## WHAT TO PRODUCE
Reproduce the records that follow exactly as they are written.

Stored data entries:
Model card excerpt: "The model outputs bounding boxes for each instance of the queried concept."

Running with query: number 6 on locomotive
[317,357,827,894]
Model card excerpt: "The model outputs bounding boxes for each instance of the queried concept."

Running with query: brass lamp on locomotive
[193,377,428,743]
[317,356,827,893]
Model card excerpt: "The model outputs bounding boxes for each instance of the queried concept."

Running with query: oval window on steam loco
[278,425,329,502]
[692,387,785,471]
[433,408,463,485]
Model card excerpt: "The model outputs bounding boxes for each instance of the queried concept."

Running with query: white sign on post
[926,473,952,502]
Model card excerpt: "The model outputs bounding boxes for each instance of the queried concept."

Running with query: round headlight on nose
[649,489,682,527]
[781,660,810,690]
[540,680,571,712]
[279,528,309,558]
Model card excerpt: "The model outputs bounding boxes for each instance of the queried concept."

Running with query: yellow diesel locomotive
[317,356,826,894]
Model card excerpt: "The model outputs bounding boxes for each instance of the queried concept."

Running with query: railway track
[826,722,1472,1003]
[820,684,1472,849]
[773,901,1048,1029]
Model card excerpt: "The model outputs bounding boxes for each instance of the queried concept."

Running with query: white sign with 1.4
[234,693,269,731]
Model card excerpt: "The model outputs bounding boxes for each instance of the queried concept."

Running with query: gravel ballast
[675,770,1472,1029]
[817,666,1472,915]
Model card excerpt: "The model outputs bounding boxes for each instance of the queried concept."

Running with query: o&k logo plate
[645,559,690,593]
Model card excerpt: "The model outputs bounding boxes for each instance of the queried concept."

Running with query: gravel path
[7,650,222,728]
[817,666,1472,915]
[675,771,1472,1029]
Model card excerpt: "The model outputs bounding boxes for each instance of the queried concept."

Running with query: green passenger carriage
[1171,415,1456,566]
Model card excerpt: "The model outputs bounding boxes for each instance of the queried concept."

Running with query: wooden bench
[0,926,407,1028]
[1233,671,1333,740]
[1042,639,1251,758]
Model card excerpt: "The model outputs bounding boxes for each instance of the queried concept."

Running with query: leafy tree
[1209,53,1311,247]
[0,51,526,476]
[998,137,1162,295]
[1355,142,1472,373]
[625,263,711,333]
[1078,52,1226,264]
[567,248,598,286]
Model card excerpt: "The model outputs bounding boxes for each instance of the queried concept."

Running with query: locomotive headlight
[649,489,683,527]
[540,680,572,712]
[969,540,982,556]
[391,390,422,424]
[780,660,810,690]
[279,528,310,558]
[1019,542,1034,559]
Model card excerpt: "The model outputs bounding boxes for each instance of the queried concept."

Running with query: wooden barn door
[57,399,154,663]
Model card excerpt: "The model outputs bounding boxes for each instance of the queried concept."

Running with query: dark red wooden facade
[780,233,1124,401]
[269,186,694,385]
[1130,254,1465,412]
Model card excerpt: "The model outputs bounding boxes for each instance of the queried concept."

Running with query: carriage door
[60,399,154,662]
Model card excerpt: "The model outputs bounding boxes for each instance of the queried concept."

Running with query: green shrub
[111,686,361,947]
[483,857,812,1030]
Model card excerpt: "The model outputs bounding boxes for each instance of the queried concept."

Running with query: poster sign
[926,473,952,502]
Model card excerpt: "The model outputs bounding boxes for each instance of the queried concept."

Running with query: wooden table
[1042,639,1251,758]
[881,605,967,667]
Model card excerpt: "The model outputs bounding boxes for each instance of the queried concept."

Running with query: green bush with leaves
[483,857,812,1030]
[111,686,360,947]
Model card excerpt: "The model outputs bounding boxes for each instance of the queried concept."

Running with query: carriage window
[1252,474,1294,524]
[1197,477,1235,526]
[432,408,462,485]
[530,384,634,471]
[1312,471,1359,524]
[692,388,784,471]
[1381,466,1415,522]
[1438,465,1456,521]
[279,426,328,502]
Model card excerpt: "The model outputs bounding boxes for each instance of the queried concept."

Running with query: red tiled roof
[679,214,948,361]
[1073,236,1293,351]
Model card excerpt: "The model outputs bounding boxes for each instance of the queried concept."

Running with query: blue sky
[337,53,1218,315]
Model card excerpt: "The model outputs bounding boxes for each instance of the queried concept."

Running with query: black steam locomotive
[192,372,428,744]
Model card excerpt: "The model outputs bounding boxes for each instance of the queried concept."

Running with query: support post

## OUTPUT OF THE EXERCISE
Model card excerpt: "The model outputs bounding boxes for each instance of the queried concept."

Running with query: number 6 on locomotive
[317,357,827,894]
Model card excerpt: "The model outputs bounding boxes for each instance of the queried concept."

Running with query: brass lamp on locomotive
[193,377,428,743]
[317,356,827,893]
Model card excerpt: "The model outputs bounding boxes for each instance of the queried concept."

Running with query: oval window on steam loco
[278,425,329,502]
[692,387,785,471]
[433,408,463,485]
Model card excerpt: "The model outputs bounding boxes for each instance of the queried concept."

Running with query: white sign on post
[926,473,952,502]
Model card excerpt: "The model outputs bounding boxes for each instance of the queried concept."

Running with query: round headlight on nose
[649,489,682,527]
[781,660,810,690]
[540,680,571,712]
[279,528,309,558]
Model card excerpt: "The model outputs bounding boxes for each instance of the queried concept."

Running with query: yellow diesel locomotive
[317,356,826,894]
Model card excerpt: "The model outputs bounding boxes for each instance of the queried concept."

Running with query: railway track
[826,722,1472,1003]
[820,684,1472,849]
[773,901,1048,1029]
Model card excerpt: "The model outputs bounding boxes for each instance of the queried concept."

Running with query: white sign with 1.4
[234,693,269,731]
Model card excerpt: "The model outputs bounding boxes for each instance of the queried concept."

Running with query: gravel ballast
[675,770,1472,1029]
[817,666,1472,915]
Model card excerpt: "The model outputs bounding boxes for each instance of the queried concept."

Running with query: o&k logo plate
[645,559,690,593]
Model card excerpt: "The model outputs bounding boxes for each instance of the queried concept."

Running with query: gravel path
[7,650,222,728]
[817,666,1472,915]
[675,771,1472,1029]
Model card excerpt: "The model outputs bounding boxes for each instance of the queried concept."

Running with query: green passenger carriage
[1171,415,1456,566]
Model card excerpt: "The model outputs bounding boxes for each instance of the queried concept."

Running with query: wooden bench
[0,926,407,1028]
[1233,671,1333,740]
[1042,639,1251,758]
Model card excerpt: "The model outputs bounding boxes for each instance of the queried concept."

Running with query: leafy tree
[1209,53,1311,247]
[0,51,526,476]
[998,137,1162,295]
[1355,142,1472,373]
[625,263,711,333]
[1078,52,1226,264]
[567,248,598,286]
Model card excerpt: "The model outputs bounding boxes for each instance of the queried concept."

Running with query: locomotive headlight
[649,489,683,527]
[540,680,572,712]
[969,540,982,556]
[391,390,422,424]
[780,660,810,690]
[279,528,310,558]
[1019,542,1034,559]
Model card excerpt: "The model outputs bounding boxes for each instance of the queried concept."

Running with query: wooden barn door
[57,399,154,663]
Model card excerpt: "The model outputs bounding boxes for each instance of the queried concept."

Running with query: dark red wooden facade
[780,233,1124,401]
[269,186,694,385]
[1130,254,1465,412]
Model card excerpt: "The model outputs bounding boxes for each instance of the queried concept."

Running with query: carriage door
[60,399,154,662]
Model card excerpt: "The model outputs bounding boxes for each instance of the queried concept."

Running with query: green shrub
[111,686,361,947]
[483,857,812,1030]
Model card excerpt: "The model outputs bounding boxes for each instance of the queried concept."

Running with query: poster sign
[926,473,952,502]
Model card excerpt: "The model outputs bounding boxes for each instance of the queried concept."

Running with query: wooden table
[1042,639,1251,758]
[881,605,967,667]
Model card excerpt: "The model outputs bounding boxes for each instance of the queried concept."

Running with query: green bush with leaves
[483,857,812,1030]
[111,686,360,947]
Model card excerpt: "The model outputs bounding boxes for each instance of the queried concept."

Running with query: carriage window
[1252,474,1294,524]
[1197,477,1235,526]
[432,408,462,485]
[530,384,634,471]
[1312,471,1359,524]
[692,388,784,471]
[1381,466,1415,522]
[1438,465,1456,521]
[279,426,328,502]
Model card excerpt: "The model outputs bounding boxes for each instance of the queried concept."

Running with query: red tiled roof
[679,214,948,361]
[1073,236,1293,351]
Model card excerpt: "The model outputs bounding boxes for each instance of the queried concept."

Running with query: blue sky
[337,53,1218,315]
Model card excerpt: "The model outputs bounding boxes for each instance of the queried concept."

Running with query: black steam locomotive
[192,372,428,744]
Model card excerpt: "The model outputs bounding boxes for each instance of the queried concept."

Running with query: support post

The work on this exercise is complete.